In your copy of the data, keep every word exact and include no pictures.
[Opening TASK DATA section]
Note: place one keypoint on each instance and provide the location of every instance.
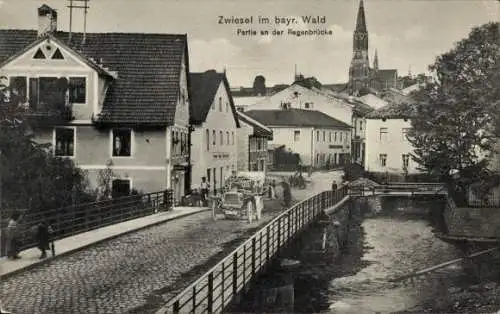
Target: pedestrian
(13, 236)
(287, 195)
(204, 186)
(42, 236)
(334, 186)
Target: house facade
(91, 98)
(319, 139)
(387, 146)
(214, 118)
(253, 138)
(297, 96)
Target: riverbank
(472, 299)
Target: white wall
(216, 156)
(309, 145)
(394, 145)
(244, 133)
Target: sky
(408, 34)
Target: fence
(213, 291)
(71, 220)
(409, 188)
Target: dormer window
(57, 55)
(39, 54)
(77, 90)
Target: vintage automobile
(242, 198)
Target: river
(379, 247)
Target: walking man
(204, 186)
(43, 233)
(13, 236)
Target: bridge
(191, 264)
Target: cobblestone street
(120, 275)
(133, 272)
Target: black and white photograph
(249, 156)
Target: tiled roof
(202, 90)
(295, 118)
(388, 74)
(403, 109)
(148, 66)
(258, 129)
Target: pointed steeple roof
(361, 21)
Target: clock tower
(359, 70)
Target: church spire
(361, 21)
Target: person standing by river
(12, 237)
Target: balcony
(43, 113)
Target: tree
(456, 115)
(259, 85)
(31, 176)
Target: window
(57, 55)
(77, 90)
(406, 161)
(207, 139)
(19, 86)
(383, 134)
(383, 160)
(39, 54)
(296, 136)
(120, 188)
(404, 132)
(64, 142)
(122, 142)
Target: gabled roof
(258, 128)
(403, 109)
(148, 66)
(202, 92)
(388, 74)
(296, 118)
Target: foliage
(31, 176)
(456, 113)
(104, 182)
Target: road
(127, 274)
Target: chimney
(47, 20)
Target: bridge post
(176, 307)
(235, 274)
(253, 256)
(267, 244)
(289, 227)
(210, 292)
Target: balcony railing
(46, 113)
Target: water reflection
(393, 247)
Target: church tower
(359, 70)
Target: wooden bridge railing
(79, 218)
(214, 290)
(412, 188)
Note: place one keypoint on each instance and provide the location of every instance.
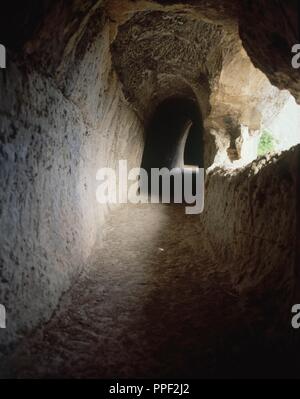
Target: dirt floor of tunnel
(151, 305)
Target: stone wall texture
(56, 132)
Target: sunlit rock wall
(58, 126)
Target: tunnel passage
(174, 135)
(67, 109)
(174, 139)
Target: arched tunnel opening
(174, 136)
(174, 140)
(119, 289)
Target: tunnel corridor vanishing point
(100, 290)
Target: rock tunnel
(98, 290)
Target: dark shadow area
(174, 135)
(174, 139)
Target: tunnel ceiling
(160, 54)
(268, 29)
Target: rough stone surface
(64, 113)
(251, 227)
(153, 304)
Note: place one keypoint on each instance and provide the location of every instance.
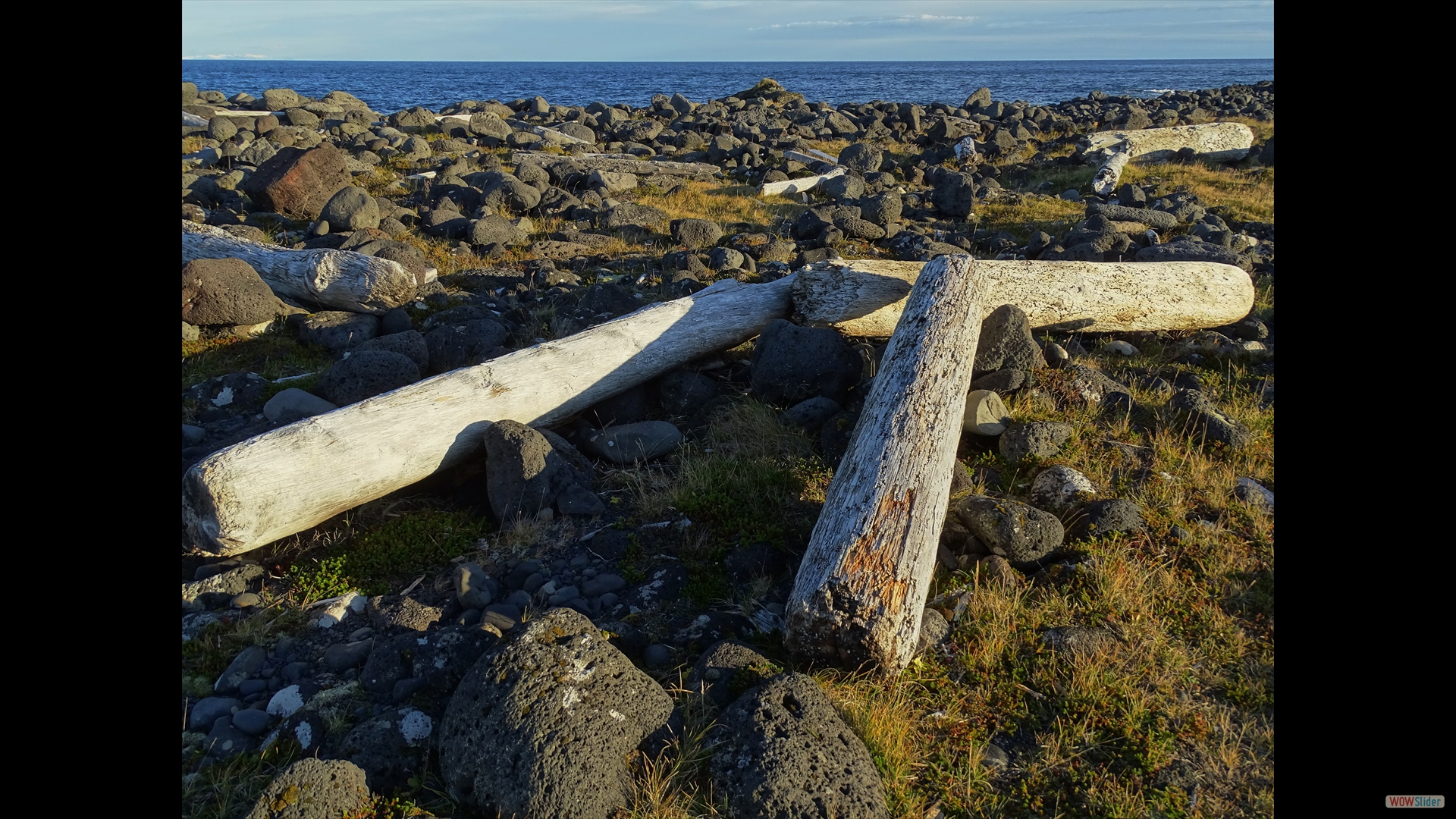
[Closing TASK DATA section]
YOUR RESPONSE ::
Note: place one keypoint on each instance and provide the location of every instance.
Target: pedestrian
(13, 236)
(287, 195)
(204, 186)
(42, 236)
(334, 186)
Target: house facade
(91, 98)
(319, 139)
(387, 146)
(214, 118)
(253, 138)
(297, 96)
Target: riverbank
(472, 299)
Target: white wall
(216, 156)
(309, 145)
(394, 145)
(244, 133)
Target: sky
(408, 34)
Target: fence
(213, 291)
(71, 220)
(409, 188)
Target: dormer window
(57, 55)
(39, 54)
(77, 90)
Target: vintage automobile
(242, 198)
Target: river
(379, 247)
Target: walking man
(204, 186)
(43, 233)
(13, 236)
Target: bridge
(191, 264)
Target: cobblestone street
(120, 275)
(133, 272)
Target: black and white photograph
(249, 156)
Target: tiled roof
(202, 90)
(295, 118)
(388, 74)
(403, 109)
(148, 66)
(258, 129)
Target: pointed steeple roof
(361, 21)
Target: clock tower
(359, 70)
Target: church spire
(361, 21)
Target: person standing by river
(12, 237)
Target: balcony
(43, 113)
Target: tree
(456, 115)
(259, 85)
(31, 176)
Target: window
(57, 55)
(77, 90)
(406, 161)
(207, 139)
(19, 86)
(383, 134)
(383, 160)
(39, 54)
(296, 136)
(120, 188)
(404, 132)
(64, 142)
(122, 142)
Target: gabled roof
(258, 128)
(403, 109)
(148, 66)
(202, 92)
(388, 74)
(296, 118)
Target: foliage
(31, 176)
(456, 113)
(104, 182)
Target: road
(127, 274)
Target: chimney
(47, 20)
Target: bridge post
(176, 307)
(235, 274)
(253, 256)
(267, 244)
(289, 227)
(210, 292)
Target: balcony railing
(46, 113)
Target: water reflection
(393, 247)
Target: church tower
(359, 70)
Target: wooden bridge railing
(79, 218)
(214, 290)
(412, 188)
Note: place one keypoint on each instance and provide the location of every instance.
Target: dirt floor of tunnel
(151, 305)
Target: stone wall texture
(56, 132)
Target: sunlit rock wall
(58, 126)
Target: tunnel passage
(174, 135)
(67, 109)
(174, 139)
Target: arched tunnel opening
(174, 136)
(174, 140)
(119, 289)
Target: tunnel corridor vanishing point
(100, 290)
Target: rock tunnel
(98, 290)
Target: dark shadow area
(174, 135)
(174, 139)
Target: tunnel ceiling
(160, 54)
(268, 29)
Target: rough stone surface
(64, 113)
(251, 227)
(153, 304)
Note: place one keypoint on each instance and provide the location of every instance.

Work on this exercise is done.